> Text passage
_____
Amgen shareholders are paid a 2.33% dividend. The Wall Street consensus price target for the stock is $190.56. Shares closed Friday at $172.96.

Celgene

This company is another top large cap pick the RBC team likes. Celgene Corp. (NASDAQ: CELG) has an outstanding partnered pipeline, which most think is low risk and has the potential to yield several blockbuster drugs. Certain Wall Street analysts also think the company can grow earnings 15% on a compounded annual growth rate basis going forward. Otezla, which treats psoriasis and psoriatic arthritis, had achieved considerable prescriptions among physicians, but the scripts have slowed after a solid launch, showing the importance for sales outside of the United States.

The company reported outstanding second-quarter results with revenues up 21% year over year. In addition, the company raised sales guidance to $11 billion on strong growth across most major products driven by 16% in demand and 6% in pricing. Upcoming catalysts include GED-0301 endoscopy study in Crohn’s disease with top-line results expected in September.

Wall Street analysts have noted that the company has discussed at their recent conference the benefits of longer duration Revlimid. Celgene has a very compelling pipeline, and with four existing Phase 3 trial assets, that may add strong new drugs and revenue prior to the end of the decade.
_____
> Aim of the task
Answer these questions using the passage on Amgen and Celgene.
1. What dividend do Amgen shareholders receive?
2. By what percentage did Celgene's second-quarter revenues rise year over year?
3. How many existing Phase 3 trial assets does Celgene have?
_____
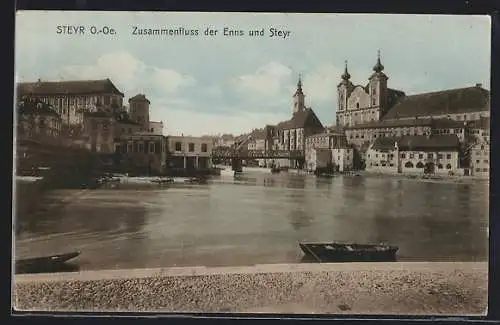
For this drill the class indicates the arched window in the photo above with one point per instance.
(409, 164)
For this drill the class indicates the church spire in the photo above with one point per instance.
(298, 97)
(378, 66)
(346, 76)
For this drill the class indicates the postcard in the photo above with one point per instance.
(251, 163)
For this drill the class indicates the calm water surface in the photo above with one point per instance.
(256, 219)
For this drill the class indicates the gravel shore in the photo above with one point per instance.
(350, 288)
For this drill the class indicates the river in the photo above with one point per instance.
(257, 219)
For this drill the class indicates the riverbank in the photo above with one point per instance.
(350, 288)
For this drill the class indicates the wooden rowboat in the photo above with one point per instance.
(45, 263)
(349, 252)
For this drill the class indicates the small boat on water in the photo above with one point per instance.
(196, 180)
(45, 263)
(349, 252)
(325, 175)
(162, 181)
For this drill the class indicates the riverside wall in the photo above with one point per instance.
(348, 288)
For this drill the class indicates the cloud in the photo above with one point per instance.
(185, 122)
(268, 80)
(320, 85)
(130, 74)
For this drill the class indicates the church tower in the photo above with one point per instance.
(298, 98)
(139, 110)
(378, 88)
(344, 89)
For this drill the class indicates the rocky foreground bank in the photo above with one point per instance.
(359, 288)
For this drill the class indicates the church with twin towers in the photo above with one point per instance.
(374, 109)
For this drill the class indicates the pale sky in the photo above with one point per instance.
(230, 84)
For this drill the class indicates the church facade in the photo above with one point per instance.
(374, 112)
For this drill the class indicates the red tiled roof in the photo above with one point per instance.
(139, 98)
(35, 107)
(417, 142)
(75, 87)
(301, 119)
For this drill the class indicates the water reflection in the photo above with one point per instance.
(257, 218)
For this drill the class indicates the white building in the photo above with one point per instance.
(156, 127)
(186, 152)
(415, 155)
(340, 154)
(480, 159)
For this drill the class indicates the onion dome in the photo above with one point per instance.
_____
> Response area
1. A 2.33% dividend.
2. 21%.
3. Four.